Short exercise: Output the entries verbatim, including every line.

[Stored items]
────────────────

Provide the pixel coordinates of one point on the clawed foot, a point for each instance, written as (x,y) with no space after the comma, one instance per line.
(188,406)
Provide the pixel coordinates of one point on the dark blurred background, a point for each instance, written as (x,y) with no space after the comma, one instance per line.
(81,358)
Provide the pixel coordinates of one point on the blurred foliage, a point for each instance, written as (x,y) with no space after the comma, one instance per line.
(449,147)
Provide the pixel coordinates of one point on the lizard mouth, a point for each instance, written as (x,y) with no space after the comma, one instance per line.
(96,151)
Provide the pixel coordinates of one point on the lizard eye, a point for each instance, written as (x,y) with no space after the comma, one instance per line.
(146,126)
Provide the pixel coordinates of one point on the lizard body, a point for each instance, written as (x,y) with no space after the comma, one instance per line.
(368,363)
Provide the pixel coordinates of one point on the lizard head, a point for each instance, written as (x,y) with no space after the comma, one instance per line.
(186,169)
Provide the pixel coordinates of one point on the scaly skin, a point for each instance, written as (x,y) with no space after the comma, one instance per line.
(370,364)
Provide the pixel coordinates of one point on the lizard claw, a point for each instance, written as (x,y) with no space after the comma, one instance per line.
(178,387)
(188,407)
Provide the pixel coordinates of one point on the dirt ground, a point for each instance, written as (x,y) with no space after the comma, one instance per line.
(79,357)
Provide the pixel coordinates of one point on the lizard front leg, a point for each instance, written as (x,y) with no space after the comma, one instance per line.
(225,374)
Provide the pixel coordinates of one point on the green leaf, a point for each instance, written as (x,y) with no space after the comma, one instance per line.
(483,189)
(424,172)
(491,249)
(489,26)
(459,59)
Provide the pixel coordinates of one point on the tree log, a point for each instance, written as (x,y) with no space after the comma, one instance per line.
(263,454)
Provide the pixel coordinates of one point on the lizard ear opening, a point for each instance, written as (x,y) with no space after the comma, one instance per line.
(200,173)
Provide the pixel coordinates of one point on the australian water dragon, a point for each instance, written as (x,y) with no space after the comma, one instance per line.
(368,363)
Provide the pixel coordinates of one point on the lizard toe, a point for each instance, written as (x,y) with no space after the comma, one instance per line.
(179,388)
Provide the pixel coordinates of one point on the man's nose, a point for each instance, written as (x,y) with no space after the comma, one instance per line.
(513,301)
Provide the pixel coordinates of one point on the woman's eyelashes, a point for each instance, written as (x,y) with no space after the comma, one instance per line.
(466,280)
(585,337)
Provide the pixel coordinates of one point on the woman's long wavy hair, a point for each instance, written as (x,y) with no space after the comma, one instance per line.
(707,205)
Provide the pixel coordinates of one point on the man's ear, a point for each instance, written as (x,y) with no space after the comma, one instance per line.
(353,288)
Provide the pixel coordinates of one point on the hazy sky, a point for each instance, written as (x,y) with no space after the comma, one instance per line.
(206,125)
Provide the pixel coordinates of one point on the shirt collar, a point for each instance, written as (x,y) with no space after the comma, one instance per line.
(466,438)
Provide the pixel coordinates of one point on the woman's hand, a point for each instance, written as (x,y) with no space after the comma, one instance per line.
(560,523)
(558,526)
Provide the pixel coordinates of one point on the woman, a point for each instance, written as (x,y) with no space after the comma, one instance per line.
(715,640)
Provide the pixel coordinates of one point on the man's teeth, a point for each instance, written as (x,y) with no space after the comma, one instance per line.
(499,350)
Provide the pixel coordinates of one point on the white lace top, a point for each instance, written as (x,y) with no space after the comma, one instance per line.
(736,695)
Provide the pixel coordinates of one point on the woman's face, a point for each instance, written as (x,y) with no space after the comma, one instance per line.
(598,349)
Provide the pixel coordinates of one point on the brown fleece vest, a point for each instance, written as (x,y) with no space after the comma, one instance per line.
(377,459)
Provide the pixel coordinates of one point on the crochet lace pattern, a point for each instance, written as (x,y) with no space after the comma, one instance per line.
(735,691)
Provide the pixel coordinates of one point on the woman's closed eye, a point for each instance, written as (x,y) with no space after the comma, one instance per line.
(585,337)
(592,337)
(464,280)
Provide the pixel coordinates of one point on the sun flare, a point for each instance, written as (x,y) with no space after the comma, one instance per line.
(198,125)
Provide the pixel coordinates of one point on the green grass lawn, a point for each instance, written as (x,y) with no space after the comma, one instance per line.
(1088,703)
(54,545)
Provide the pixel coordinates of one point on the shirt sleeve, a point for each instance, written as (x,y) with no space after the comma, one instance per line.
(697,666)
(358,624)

────────────────

Reply to the exercise:
Provide the pixel coordinates of one point on the clawed foot, a point for each instance, written as (x,y) with no space after the comma, one instance per line.
(188,406)
Provide the pixel coordinates of one point on the dark blurred background, a point for each instance, written as (x,y) with no space after the comma, one instance per line.
(81,358)
Provide the pixel coordinates of one point on the blurred foliage, a point for each instance, written as (x,y) with no space after the comma, one instance per line.
(449,147)
Provide the pixel coordinates of one point on the lizard mouth, a point for each instance, written as (x,y) with no space after the comma, one instance per line.
(96,151)
Provide the pixel coordinates of one point on the lizard eye, a point for each instance, written as (x,y) with no space after the comma, one instance per line.
(146,126)
Provide the pixel coordinates of one point on the lizard body, a point for each instance, written as (x,y) with no space after the comma, one instance per line.
(368,363)
Provide the pixel coordinates of one point on the lizard head, a point for each instance, written as (x,y) with no space after the comma, one instance per line.
(186,169)
Provide the pixel coordinates of one point on the scaly skin, a point for each instance, written as (x,y) with no space after the comma, one instance per line.
(370,364)
Provide the pixel coordinates of one point on the lizard claw, a point for each instance, written as (x,y) with no space after the comma, one instance per line.
(178,387)
(188,407)
Provide the pixel coordinates of one point on the dirt ground, a point for each instance, written as (x,y) with no space after the comma, one instance per line.
(79,357)
Provide the pixel coordinates of one point on the lizard front leg, a point for each instance, written as (x,y) with no space after the comma, one instance per line.
(225,374)
Provide the pixel coordinates of one point on the green leaf, a point for each instance, written as (x,y) with no space after the comma, one instance per line.
(483,189)
(424,172)
(491,249)
(489,26)
(459,59)
Provide the pixel coordinates of one point on the tree log, a point for each instance, written as (x,y) with no space after the comma, one instance per line.
(263,454)
Provide the pixel coordinates of one point on the lizard ear opening, a point for each instance, written as (x,y) with no space after the comma, one instance per line.
(200,173)
Provide the pixel coordinates of one point on the australian water dragon, a point for each instance, written as (x,y) with no space after the comma, one instance per line.
(368,363)
Provide the pixel coordinates of one point on the lizard toe, a point for each instance, written as (x,y) with no space after the comma, one instance per line.
(179,388)
Provide the pixel coordinates of one point on the man's nose, a point for each instance, written as (x,y) with no space after the comma, one instance per line.
(513,301)
Provide the pixel coordinates of one point on the woman's eyelashes, a point for each instance, written as (x,y) with no space after the comma, one instance per line.
(466,280)
(585,337)
Provide the pixel coordinates of one point on the woman's long wavy hair, a point for each instance, written as (x,y) with no space after the comma, one instance per line.
(707,205)
Provide the pixel coordinates of one point on the man's ear, a point for each instance, written as (x,y) with no space after the comma, one instance per line.
(353,288)
Provide the pixel coordinates of one point on the hazy sky, a point for each instance, written as (x,y) with no space after the comma, one instance per line.
(206,125)
Provide the pixel coordinates of one point on the shirt collar, a point for each instance, written as (x,y) with no space after the comma, one instance per line.
(466,438)
Provide the pixel coordinates of one point on the woman's hand, a point for each instance, written as (x,y) with no space after the comma, one instance per line.
(560,523)
(558,526)
Provide the pixel coordinates of one point on the woman, a point for each instance, written as (x,y) with no space after the comma, one instance per line.
(715,640)
Provide the pixel coordinates of one point on the man's teeth, a point for each instance, written as (x,y) with no space after the comma, one instance per line.
(499,350)
Provide the pixel coordinates of one point on the white lace top, a point for each instance, written as (x,y) with no space after the comma, one instance per line.
(736,695)
Provide the pixel coordinates of one point on the woman's face, a point for each instance, written as (x,y) with no space after the comma, one instance per line.
(598,349)
Provide the pixel coordinates of one point on the brown fleece vest, a point for each instance, written as (x,y) with no space after the comma, one instance per line.
(377,459)
Provide the pixel coordinates of one point on the crochet lace pattern, a point for each instance, written as (x,y) with no space after the comma, one instance per line.
(735,691)
Provide the pixel coordinates of one point on the woman's closed eye, a point for each instance, written as (x,y) with no space after the comma, one instance per line.
(585,337)
(592,337)
(464,280)
Provide the pixel coordinates of one point on the sun flare, a point for each instance, written as (x,y) with no space after the comma, one instance per line.
(198,125)
Provide the pixel coordinates of one point on the green grass lawn, a point for each instance, written as (x,y) with no space after the comma, one instance per line.
(1088,703)
(54,545)
Provide the pixel coordinates of one point on the shirt sleeve, a point for each instance, written as (x,y) with no space after the comma, one instance per line.
(697,666)
(358,624)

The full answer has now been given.